Starting at the line below that contains "[tag] finger (a dot for each instance)", print each line through the end of the records exactly as it appears.

────────

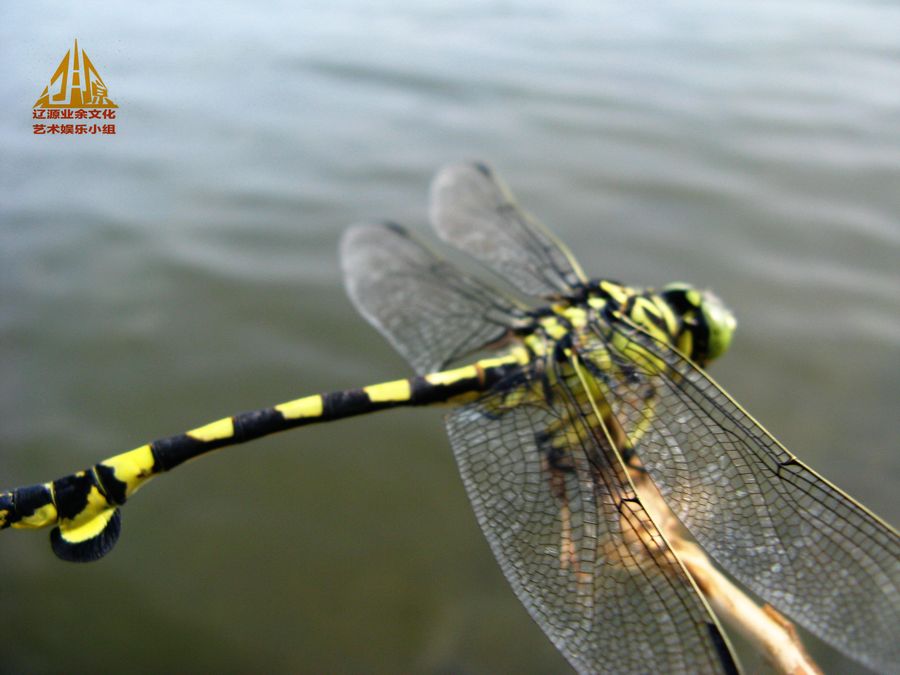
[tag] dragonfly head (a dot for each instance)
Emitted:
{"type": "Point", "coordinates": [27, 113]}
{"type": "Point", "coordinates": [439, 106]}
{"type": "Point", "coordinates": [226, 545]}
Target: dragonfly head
{"type": "Point", "coordinates": [706, 324]}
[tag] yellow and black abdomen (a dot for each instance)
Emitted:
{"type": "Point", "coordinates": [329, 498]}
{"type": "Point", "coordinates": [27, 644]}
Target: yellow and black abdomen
{"type": "Point", "coordinates": [84, 506]}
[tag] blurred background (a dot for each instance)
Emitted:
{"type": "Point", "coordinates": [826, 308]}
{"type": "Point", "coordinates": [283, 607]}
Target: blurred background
{"type": "Point", "coordinates": [186, 269]}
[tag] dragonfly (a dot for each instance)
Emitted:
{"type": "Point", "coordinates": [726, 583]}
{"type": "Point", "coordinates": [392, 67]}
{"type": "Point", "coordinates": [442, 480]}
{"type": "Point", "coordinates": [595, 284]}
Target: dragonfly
{"type": "Point", "coordinates": [564, 391]}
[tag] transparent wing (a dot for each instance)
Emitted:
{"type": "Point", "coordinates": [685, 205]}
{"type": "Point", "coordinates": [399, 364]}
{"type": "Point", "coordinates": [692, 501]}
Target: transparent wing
{"type": "Point", "coordinates": [473, 210]}
{"type": "Point", "coordinates": [428, 310]}
{"type": "Point", "coordinates": [579, 551]}
{"type": "Point", "coordinates": [789, 535]}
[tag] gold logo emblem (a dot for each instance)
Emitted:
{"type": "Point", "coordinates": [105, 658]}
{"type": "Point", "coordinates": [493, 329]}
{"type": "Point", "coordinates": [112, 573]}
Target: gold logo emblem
{"type": "Point", "coordinates": [75, 96]}
{"type": "Point", "coordinates": [75, 84]}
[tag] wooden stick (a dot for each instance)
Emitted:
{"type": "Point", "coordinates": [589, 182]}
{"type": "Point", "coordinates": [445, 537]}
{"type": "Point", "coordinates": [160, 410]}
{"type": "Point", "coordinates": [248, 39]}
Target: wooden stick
{"type": "Point", "coordinates": [770, 633]}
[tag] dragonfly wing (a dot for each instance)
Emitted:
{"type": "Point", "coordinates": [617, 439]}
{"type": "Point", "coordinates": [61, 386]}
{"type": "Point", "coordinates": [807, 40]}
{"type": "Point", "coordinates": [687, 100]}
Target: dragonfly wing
{"type": "Point", "coordinates": [579, 551]}
{"type": "Point", "coordinates": [789, 535]}
{"type": "Point", "coordinates": [428, 310]}
{"type": "Point", "coordinates": [473, 210]}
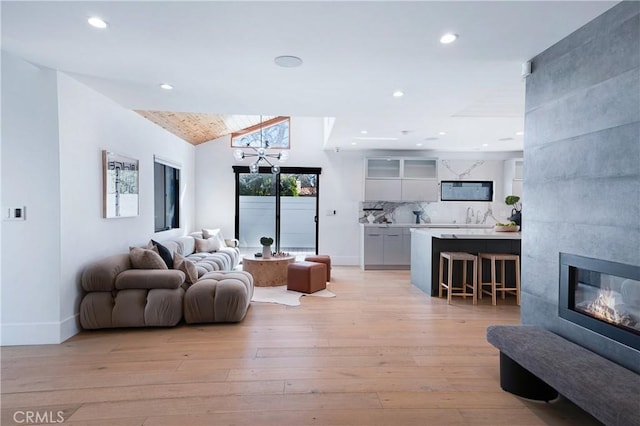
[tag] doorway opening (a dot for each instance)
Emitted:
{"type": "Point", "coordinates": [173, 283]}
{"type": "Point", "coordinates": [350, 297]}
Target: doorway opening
{"type": "Point", "coordinates": [282, 206]}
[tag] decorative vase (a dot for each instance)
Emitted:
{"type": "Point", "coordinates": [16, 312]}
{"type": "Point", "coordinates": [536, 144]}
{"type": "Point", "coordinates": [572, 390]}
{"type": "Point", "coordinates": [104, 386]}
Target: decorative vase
{"type": "Point", "coordinates": [516, 216]}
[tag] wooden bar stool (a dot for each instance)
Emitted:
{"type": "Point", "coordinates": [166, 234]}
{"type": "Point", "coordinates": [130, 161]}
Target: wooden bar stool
{"type": "Point", "coordinates": [462, 289]}
{"type": "Point", "coordinates": [495, 284]}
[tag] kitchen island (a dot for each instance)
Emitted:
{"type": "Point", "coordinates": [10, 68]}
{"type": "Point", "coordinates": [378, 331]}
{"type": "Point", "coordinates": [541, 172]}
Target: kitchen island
{"type": "Point", "coordinates": [388, 245]}
{"type": "Point", "coordinates": [427, 243]}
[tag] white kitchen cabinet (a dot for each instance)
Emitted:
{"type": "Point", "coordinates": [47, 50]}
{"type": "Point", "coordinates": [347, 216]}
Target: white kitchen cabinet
{"type": "Point", "coordinates": [373, 246]}
{"type": "Point", "coordinates": [386, 247]}
{"type": "Point", "coordinates": [406, 246]}
{"type": "Point", "coordinates": [419, 190]}
{"type": "Point", "coordinates": [382, 189]}
{"type": "Point", "coordinates": [392, 246]}
{"type": "Point", "coordinates": [423, 168]}
{"type": "Point", "coordinates": [387, 168]}
{"type": "Point", "coordinates": [401, 179]}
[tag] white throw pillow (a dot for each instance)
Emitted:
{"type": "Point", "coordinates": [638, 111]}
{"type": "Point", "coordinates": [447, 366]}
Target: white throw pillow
{"type": "Point", "coordinates": [207, 245]}
{"type": "Point", "coordinates": [214, 233]}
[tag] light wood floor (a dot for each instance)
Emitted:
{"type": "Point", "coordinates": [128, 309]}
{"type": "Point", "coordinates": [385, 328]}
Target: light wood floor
{"type": "Point", "coordinates": [380, 353]}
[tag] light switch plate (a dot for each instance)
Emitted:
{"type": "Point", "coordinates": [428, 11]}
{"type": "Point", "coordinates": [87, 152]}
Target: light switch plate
{"type": "Point", "coordinates": [14, 213]}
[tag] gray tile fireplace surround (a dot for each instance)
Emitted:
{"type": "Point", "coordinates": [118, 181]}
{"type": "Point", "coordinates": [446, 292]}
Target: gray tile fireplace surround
{"type": "Point", "coordinates": [581, 190]}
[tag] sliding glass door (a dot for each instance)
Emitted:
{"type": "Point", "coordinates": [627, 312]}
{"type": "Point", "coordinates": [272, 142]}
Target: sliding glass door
{"type": "Point", "coordinates": [283, 207]}
{"type": "Point", "coordinates": [257, 209]}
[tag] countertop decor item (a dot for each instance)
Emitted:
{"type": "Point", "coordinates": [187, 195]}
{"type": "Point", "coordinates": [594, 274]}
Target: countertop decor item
{"type": "Point", "coordinates": [516, 211]}
{"type": "Point", "coordinates": [266, 247]}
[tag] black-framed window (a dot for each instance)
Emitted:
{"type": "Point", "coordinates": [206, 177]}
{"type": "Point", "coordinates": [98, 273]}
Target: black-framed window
{"type": "Point", "coordinates": [167, 196]}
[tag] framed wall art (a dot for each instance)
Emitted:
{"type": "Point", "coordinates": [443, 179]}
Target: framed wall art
{"type": "Point", "coordinates": [272, 133]}
{"type": "Point", "coordinates": [120, 185]}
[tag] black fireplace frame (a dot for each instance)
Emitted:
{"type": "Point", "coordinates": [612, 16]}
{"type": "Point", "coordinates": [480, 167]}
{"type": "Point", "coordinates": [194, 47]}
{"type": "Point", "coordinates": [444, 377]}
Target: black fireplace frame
{"type": "Point", "coordinates": [566, 300]}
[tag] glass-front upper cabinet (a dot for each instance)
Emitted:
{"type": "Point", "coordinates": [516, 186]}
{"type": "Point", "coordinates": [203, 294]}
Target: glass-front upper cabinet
{"type": "Point", "coordinates": [385, 168]}
{"type": "Point", "coordinates": [419, 169]}
{"type": "Point", "coordinates": [401, 168]}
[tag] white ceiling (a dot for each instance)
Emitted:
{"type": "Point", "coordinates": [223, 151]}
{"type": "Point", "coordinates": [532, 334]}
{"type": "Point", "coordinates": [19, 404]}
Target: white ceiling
{"type": "Point", "coordinates": [219, 58]}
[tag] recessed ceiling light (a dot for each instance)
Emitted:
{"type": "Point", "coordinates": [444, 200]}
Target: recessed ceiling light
{"type": "Point", "coordinates": [448, 38]}
{"type": "Point", "coordinates": [360, 138]}
{"type": "Point", "coordinates": [288, 61]}
{"type": "Point", "coordinates": [96, 22]}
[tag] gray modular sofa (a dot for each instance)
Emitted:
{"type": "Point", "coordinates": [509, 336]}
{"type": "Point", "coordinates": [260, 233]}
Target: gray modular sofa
{"type": "Point", "coordinates": [119, 295]}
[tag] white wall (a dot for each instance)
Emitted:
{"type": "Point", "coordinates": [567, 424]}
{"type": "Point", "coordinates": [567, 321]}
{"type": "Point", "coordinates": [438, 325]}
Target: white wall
{"type": "Point", "coordinates": [31, 178]}
{"type": "Point", "coordinates": [89, 123]}
{"type": "Point", "coordinates": [340, 187]}
{"type": "Point", "coordinates": [54, 129]}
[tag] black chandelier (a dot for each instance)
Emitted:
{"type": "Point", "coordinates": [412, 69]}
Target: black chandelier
{"type": "Point", "coordinates": [261, 154]}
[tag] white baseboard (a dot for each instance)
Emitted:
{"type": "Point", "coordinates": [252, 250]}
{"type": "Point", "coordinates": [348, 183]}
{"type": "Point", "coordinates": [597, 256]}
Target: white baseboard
{"type": "Point", "coordinates": [345, 260]}
{"type": "Point", "coordinates": [39, 333]}
{"type": "Point", "coordinates": [70, 327]}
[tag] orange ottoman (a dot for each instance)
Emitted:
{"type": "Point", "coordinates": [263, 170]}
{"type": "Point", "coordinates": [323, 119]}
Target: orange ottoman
{"type": "Point", "coordinates": [321, 258]}
{"type": "Point", "coordinates": [306, 277]}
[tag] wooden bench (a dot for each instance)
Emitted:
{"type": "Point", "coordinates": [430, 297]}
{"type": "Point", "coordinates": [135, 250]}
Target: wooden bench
{"type": "Point", "coordinates": [537, 364]}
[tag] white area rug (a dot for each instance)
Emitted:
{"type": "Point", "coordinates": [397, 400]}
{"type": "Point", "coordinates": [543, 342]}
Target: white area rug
{"type": "Point", "coordinates": [283, 296]}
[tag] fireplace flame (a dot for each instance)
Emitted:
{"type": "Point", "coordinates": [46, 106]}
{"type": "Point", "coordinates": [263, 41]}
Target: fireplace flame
{"type": "Point", "coordinates": [603, 307]}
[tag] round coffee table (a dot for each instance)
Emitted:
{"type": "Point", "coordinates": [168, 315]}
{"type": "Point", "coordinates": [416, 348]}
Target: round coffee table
{"type": "Point", "coordinates": [267, 272]}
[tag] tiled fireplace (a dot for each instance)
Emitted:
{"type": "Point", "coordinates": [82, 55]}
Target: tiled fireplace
{"type": "Point", "coordinates": [601, 296]}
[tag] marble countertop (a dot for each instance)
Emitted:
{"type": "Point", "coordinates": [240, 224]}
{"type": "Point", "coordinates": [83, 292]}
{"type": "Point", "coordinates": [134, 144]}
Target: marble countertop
{"type": "Point", "coordinates": [460, 233]}
{"type": "Point", "coordinates": [427, 225]}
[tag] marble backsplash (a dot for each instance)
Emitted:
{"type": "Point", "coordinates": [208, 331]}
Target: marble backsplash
{"type": "Point", "coordinates": [434, 212]}
{"type": "Point", "coordinates": [461, 212]}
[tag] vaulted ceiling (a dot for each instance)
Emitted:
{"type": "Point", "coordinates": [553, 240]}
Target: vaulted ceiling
{"type": "Point", "coordinates": [219, 58]}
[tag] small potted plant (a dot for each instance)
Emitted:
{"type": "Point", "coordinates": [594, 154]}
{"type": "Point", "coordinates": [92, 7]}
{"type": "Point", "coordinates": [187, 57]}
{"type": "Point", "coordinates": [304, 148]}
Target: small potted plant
{"type": "Point", "coordinates": [266, 247]}
{"type": "Point", "coordinates": [516, 210]}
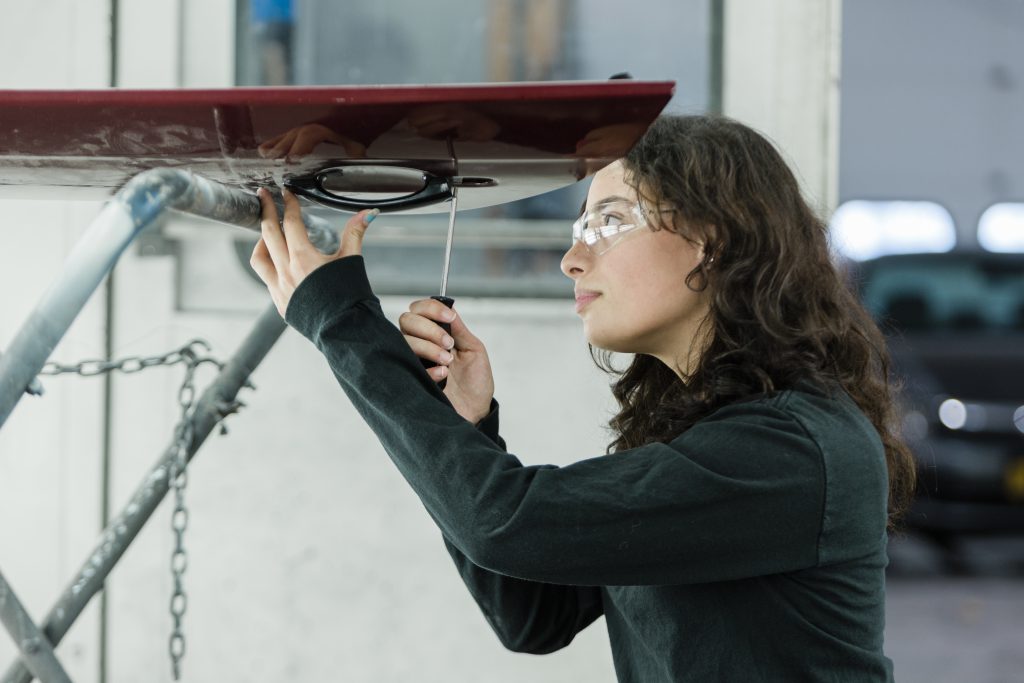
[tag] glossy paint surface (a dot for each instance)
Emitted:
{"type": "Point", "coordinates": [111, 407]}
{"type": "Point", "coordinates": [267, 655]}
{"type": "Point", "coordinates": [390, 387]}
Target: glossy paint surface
{"type": "Point", "coordinates": [526, 138]}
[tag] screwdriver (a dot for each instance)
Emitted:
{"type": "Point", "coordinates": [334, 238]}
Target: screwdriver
{"type": "Point", "coordinates": [446, 300]}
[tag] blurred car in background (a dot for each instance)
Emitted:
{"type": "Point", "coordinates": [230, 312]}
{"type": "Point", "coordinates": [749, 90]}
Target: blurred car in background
{"type": "Point", "coordinates": [954, 323]}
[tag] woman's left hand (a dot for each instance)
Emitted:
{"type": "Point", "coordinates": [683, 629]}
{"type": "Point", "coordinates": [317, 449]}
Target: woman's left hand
{"type": "Point", "coordinates": [284, 256]}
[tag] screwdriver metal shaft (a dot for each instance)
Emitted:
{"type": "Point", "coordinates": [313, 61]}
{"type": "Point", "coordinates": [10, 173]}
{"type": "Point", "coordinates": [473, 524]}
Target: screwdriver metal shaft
{"type": "Point", "coordinates": [451, 238]}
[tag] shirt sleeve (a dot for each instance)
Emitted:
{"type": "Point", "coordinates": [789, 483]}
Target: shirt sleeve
{"type": "Point", "coordinates": [526, 615]}
{"type": "Point", "coordinates": [738, 495]}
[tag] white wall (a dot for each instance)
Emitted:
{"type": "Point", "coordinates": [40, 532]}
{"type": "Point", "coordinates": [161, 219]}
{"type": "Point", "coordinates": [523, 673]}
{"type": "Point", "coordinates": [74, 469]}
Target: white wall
{"type": "Point", "coordinates": [309, 557]}
{"type": "Point", "coordinates": [781, 75]}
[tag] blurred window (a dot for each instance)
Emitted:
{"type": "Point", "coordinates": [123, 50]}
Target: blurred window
{"type": "Point", "coordinates": [1001, 228]}
{"type": "Point", "coordinates": [320, 42]}
{"type": "Point", "coordinates": [960, 292]}
{"type": "Point", "coordinates": [862, 229]}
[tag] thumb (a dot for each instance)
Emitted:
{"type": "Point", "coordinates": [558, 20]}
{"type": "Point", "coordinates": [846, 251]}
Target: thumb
{"type": "Point", "coordinates": [464, 339]}
{"type": "Point", "coordinates": [355, 228]}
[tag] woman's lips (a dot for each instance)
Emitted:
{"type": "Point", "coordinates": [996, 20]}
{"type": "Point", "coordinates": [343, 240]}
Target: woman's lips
{"type": "Point", "coordinates": [584, 298]}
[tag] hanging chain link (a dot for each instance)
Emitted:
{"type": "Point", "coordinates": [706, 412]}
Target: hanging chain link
{"type": "Point", "coordinates": [193, 355]}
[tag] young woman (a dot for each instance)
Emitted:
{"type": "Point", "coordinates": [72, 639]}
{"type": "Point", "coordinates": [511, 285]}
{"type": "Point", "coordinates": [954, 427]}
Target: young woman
{"type": "Point", "coordinates": [735, 530]}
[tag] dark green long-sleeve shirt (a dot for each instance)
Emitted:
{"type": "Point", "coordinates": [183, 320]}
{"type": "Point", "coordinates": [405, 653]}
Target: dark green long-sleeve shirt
{"type": "Point", "coordinates": [750, 548]}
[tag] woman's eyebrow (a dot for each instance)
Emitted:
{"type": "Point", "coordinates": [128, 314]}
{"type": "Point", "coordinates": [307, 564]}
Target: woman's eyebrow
{"type": "Point", "coordinates": [611, 200]}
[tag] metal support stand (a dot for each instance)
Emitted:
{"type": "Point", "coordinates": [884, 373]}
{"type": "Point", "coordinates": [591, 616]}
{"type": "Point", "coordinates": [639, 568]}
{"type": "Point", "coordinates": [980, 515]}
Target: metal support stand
{"type": "Point", "coordinates": [137, 206]}
{"type": "Point", "coordinates": [144, 199]}
{"type": "Point", "coordinates": [217, 399]}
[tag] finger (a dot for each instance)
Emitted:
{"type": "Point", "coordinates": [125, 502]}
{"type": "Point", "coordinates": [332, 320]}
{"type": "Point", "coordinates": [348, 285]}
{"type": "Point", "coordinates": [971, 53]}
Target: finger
{"type": "Point", "coordinates": [428, 350]}
{"type": "Point", "coordinates": [266, 148]}
{"type": "Point", "coordinates": [309, 138]}
{"type": "Point", "coordinates": [270, 230]}
{"type": "Point", "coordinates": [295, 228]}
{"type": "Point", "coordinates": [464, 339]}
{"type": "Point", "coordinates": [422, 328]}
{"type": "Point", "coordinates": [355, 228]}
{"type": "Point", "coordinates": [261, 263]}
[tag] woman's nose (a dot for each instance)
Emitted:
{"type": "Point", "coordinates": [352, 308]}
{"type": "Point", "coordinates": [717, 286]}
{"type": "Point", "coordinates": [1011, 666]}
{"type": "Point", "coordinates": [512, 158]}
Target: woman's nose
{"type": "Point", "coordinates": [574, 260]}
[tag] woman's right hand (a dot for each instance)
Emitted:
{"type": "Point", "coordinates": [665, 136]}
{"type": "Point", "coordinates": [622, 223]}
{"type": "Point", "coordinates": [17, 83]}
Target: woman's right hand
{"type": "Point", "coordinates": [465, 364]}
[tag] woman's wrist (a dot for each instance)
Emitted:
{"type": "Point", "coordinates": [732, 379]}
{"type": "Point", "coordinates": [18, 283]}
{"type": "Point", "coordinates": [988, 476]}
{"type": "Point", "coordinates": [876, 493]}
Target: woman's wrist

────────

◆ Exercise result:
[tag] finger (a dot for each instance)
Emitted:
{"type": "Point", "coordinates": [125, 502]}
{"type": "Point", "coordinates": [332, 320]}
{"type": "Point", "coordinates": [348, 285]}
{"type": "Point", "coordinates": [971, 53]}
Target: finger
{"type": "Point", "coordinates": [428, 350]}
{"type": "Point", "coordinates": [266, 148]}
{"type": "Point", "coordinates": [309, 138]}
{"type": "Point", "coordinates": [270, 230]}
{"type": "Point", "coordinates": [295, 228]}
{"type": "Point", "coordinates": [464, 339]}
{"type": "Point", "coordinates": [422, 328]}
{"type": "Point", "coordinates": [355, 228]}
{"type": "Point", "coordinates": [261, 263]}
[tag] woman's nose (a dot for each instance)
Emitted:
{"type": "Point", "coordinates": [352, 308]}
{"type": "Point", "coordinates": [717, 286]}
{"type": "Point", "coordinates": [1011, 666]}
{"type": "Point", "coordinates": [512, 158]}
Target: woman's nose
{"type": "Point", "coordinates": [574, 260]}
[tag] woman's right hand (a dot for each instance)
Emitted:
{"type": "Point", "coordinates": [665, 136]}
{"type": "Point", "coordinates": [622, 223]}
{"type": "Point", "coordinates": [17, 83]}
Target: woman's right hand
{"type": "Point", "coordinates": [465, 364]}
[tag] woman's wrist (a dot for each instance)
Emitted:
{"type": "Point", "coordinates": [732, 379]}
{"type": "Point", "coordinates": [18, 283]}
{"type": "Point", "coordinates": [988, 476]}
{"type": "Point", "coordinates": [876, 493]}
Target: woman's wrist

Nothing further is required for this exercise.